Excerpt provided:
------------------------

Zoe Howard was a final witness for Veronica:
Even I didn’t think she’d win it! But in my brain, at the time, I thought the children need their mother. However she is feeling, whatever. I just thought they were much better with their mother, who’s at home, rather than with John, who’s gambling. So I was happy to do it. I wanted to help, I was fond of Veronica then. I was twenty-two, I didn’t have children, but you think of the mother as looking after them. And then at the same time I never thought she’d win, because of her… whatever she had.
I saw John in Annabel’s, a few weeks later, and I was quite nervous. But he said hello – we didn’t say very much. But he did smile, he did say hello.
Against this, on Lucan’s side, were affidavits from Kait and other family members; testimony from friends, from Lilian Jenkins, from the children’s headmistresses; and tape recordings made by Lucan of conversations with his wife. Although Christina and her mother were ostensibly pro-Veronica, what they said was actually very guarded. Given that Lucan was backed by the evidence that had gained him the highly unusual ex parte application, his was, logically, a winning case.

------------------------

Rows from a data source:
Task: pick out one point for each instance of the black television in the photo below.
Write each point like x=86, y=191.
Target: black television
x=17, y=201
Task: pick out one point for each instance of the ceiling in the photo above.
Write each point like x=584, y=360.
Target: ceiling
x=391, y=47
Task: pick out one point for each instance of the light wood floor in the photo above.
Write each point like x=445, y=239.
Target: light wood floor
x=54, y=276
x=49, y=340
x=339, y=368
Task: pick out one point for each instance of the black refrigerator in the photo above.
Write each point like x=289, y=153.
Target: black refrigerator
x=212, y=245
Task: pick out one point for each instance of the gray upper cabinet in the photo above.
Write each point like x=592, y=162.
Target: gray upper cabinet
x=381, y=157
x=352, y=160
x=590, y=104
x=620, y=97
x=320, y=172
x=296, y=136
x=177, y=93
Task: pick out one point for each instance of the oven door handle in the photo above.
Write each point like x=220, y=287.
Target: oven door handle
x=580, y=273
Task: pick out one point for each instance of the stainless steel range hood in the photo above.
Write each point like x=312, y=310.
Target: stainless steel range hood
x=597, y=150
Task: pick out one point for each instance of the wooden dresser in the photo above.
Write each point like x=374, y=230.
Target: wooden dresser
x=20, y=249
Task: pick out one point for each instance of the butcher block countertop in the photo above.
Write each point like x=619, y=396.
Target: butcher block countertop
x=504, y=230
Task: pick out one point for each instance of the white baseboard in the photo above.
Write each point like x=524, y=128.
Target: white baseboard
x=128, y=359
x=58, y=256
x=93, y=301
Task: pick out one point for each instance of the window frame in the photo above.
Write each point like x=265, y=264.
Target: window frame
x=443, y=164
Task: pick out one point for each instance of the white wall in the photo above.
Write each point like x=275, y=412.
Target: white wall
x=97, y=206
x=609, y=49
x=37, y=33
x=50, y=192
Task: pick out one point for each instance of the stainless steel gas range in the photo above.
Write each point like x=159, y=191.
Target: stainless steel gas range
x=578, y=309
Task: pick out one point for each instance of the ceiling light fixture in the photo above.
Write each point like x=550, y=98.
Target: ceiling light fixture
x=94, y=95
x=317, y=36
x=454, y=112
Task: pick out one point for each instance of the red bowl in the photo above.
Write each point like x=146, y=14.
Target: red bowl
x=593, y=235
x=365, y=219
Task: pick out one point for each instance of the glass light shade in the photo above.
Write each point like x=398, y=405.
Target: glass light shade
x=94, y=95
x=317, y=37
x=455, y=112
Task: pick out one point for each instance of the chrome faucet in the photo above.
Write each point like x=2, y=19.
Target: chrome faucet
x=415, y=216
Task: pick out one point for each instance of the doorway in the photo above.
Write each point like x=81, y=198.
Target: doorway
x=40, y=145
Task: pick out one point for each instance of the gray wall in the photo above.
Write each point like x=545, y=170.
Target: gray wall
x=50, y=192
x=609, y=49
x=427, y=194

------------------------

Tasks to complete:
[1] Translate the following sentence from the excerpt about Veronica and Lucan into Spanish: "But he did smile, he did say hello."
[2] Reproduce the portion of the excerpt about Veronica and Lucan from "Zoe Howard was" to "whatever she had.".
The rows above were taken from a separate source.

Answers by item:
[1] Pero sí que sonrió, sí que dijo hola.

[2]
Zoe Howard was a final witness for Veronica:
Even I didn’t think she’d win it! But in my brain, at the time, I thought the children need their mother. However she is feeling, whatever. I just thought they were much better with their mother, who’s at home, rather than with John, who’s gambling. So I was happy to do it. I wanted to help, I was fond of Veronica then. I was twenty-two, I didn’t have children, but you think of the mother as looking after them. And then at the same time I never thought she’d win, because of her… whatever she had.